EXERCISE: Please find each line in the listing that contains the word "task" and copy those lines out in full.
** Start of DATA EXCERPTS **
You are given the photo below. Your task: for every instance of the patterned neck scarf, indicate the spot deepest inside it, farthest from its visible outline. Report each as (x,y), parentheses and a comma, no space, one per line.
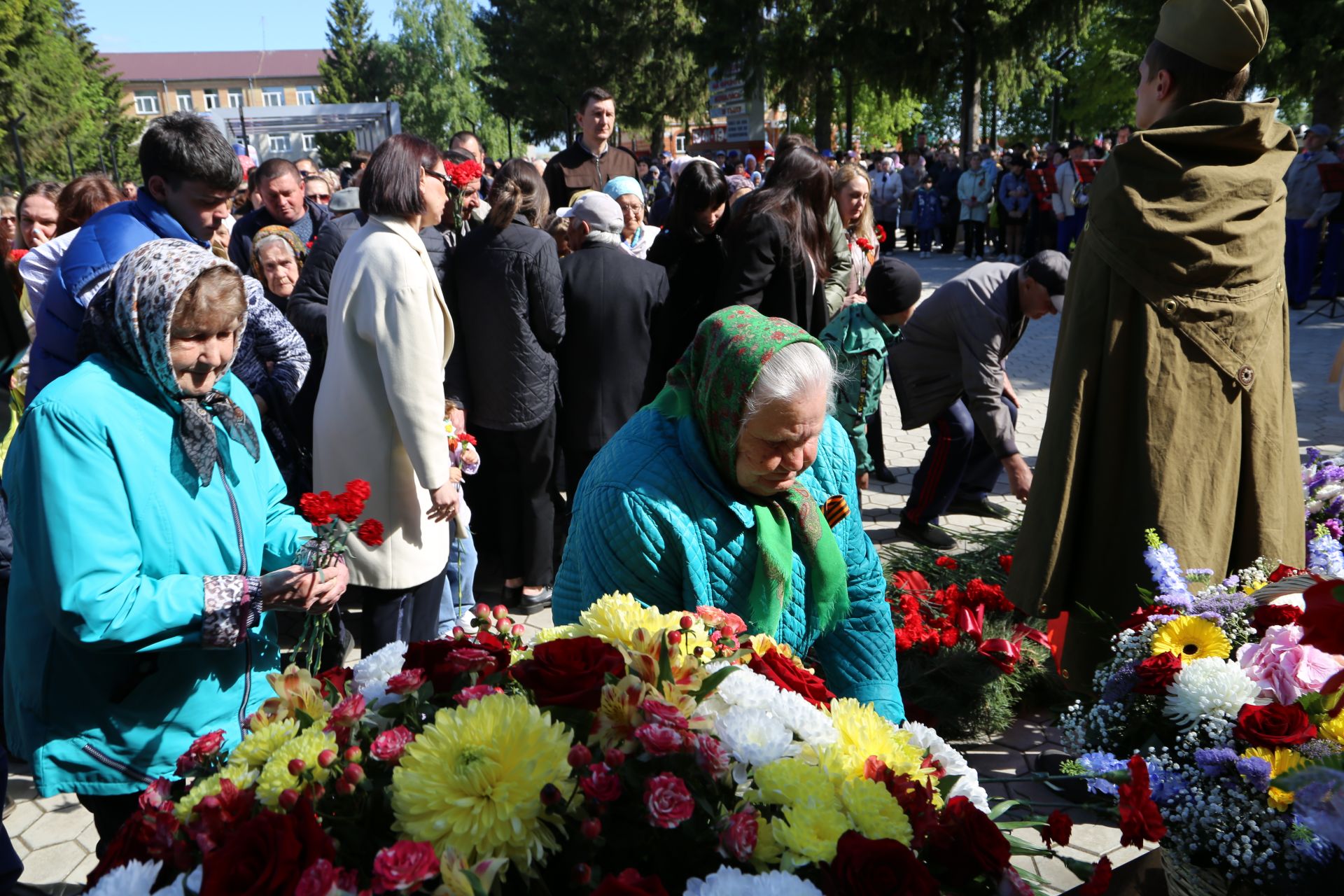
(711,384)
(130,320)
** End of DATA EXCERPTS **
** Start of DATA EXCERPTS **
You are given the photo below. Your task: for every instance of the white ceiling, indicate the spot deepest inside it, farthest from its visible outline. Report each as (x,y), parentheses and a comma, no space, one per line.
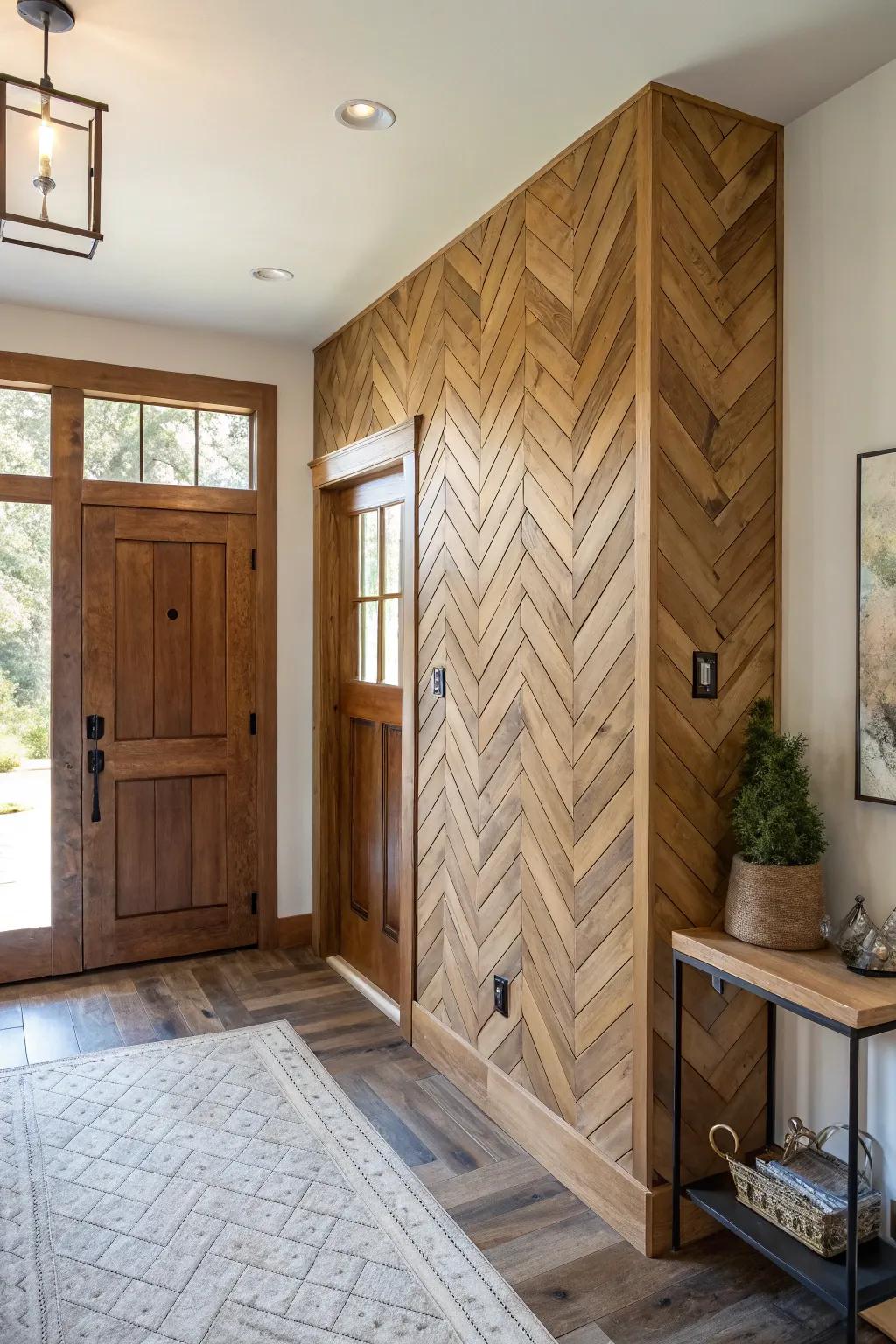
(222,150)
** End of DATA EXCERPTS **
FINAL ANSWER:
You are given the photo below. Your task: for every instance of the patterned neck scarf, indicate the spot deepest inside it, farthest from its visible outline. Report each as (x,y), parentheses and a comma, no space, one per line.
You are given the photo below. Your task: for every instance of the white ceiling, indicate the spot deepest inside it, farthest from its visible outline. Report each as (x,y), parentheses and a comma, no space, one per line.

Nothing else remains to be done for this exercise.